╭─ Text shown

Scientists at Washington University School of Medicine in St. Louis have developed an ultrashort-pulse laser that can kill multidrug-resistant bacteria and their spores, and without damaging human cells. The laser works by vibrating and breaking protein structures within the bacterial cell, resulting in biochemical disruption and eventual death. The researchers hope that the technique could prove useful in decontaminating wounds and blood products.
Killing multidrug-resistant bacteria is no mean feat, as many of the common antibiotics we use are no longer effective against them. General antibacterial strategies that could kill such bacteria, such as heat or applying bleach, are fine for decontaminating surfaces and equipment, but are clearly not safe to use within the human body.
These researchers have developed a laser technology that can kill microbes, such as bacteria and viruses, with ease, but does not harm human cells. “The ultrashort-pulse laser technology uniquely inactivates pathogens while preserving human proteins and cells,” said Shaw-Wei Tsen, one of the leaders of the research, in a press release. “Imagine if, prior to closing a surgical wound, we could scan a laser beam across the site and further reduce the chances of infection. I can see this technology being used soon to disinfect biological products in vitro, and even to treat bloodstream infections in the future by putting patients on dialysis and passing the blood through a laser treatment device.”

╰─
╭─ Excerpted records

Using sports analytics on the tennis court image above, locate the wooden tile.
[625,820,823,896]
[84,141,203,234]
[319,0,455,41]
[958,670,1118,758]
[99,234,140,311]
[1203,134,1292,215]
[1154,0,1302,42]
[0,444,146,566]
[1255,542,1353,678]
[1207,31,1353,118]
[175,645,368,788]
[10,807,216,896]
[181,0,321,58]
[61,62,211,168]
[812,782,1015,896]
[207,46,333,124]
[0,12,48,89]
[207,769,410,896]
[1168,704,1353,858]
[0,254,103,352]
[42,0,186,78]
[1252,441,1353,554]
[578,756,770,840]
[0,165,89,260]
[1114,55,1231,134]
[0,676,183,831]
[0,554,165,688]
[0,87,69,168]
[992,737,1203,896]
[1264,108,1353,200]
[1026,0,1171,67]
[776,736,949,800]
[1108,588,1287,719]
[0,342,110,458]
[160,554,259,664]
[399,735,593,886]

╰─

Exercise description ▸
Answer from the article on the ultrashort-pulse laser.
(a) At which institution did the scientists develop the laser?
(b) Which two general antibacterial strategies does the article name as unsafe for use within the human body?
(c) What device does Shaw-Wei Tsen say blood could be passed through when treating bloodstream infections in patients on dialysis?
The entries have no connection to the article on the ultrashort-pulse laser.

Task result ▸
(a) Washington University School of Medicine in St. Louis.
(b) Heat and applying bleach.
(c) A laser treatment device.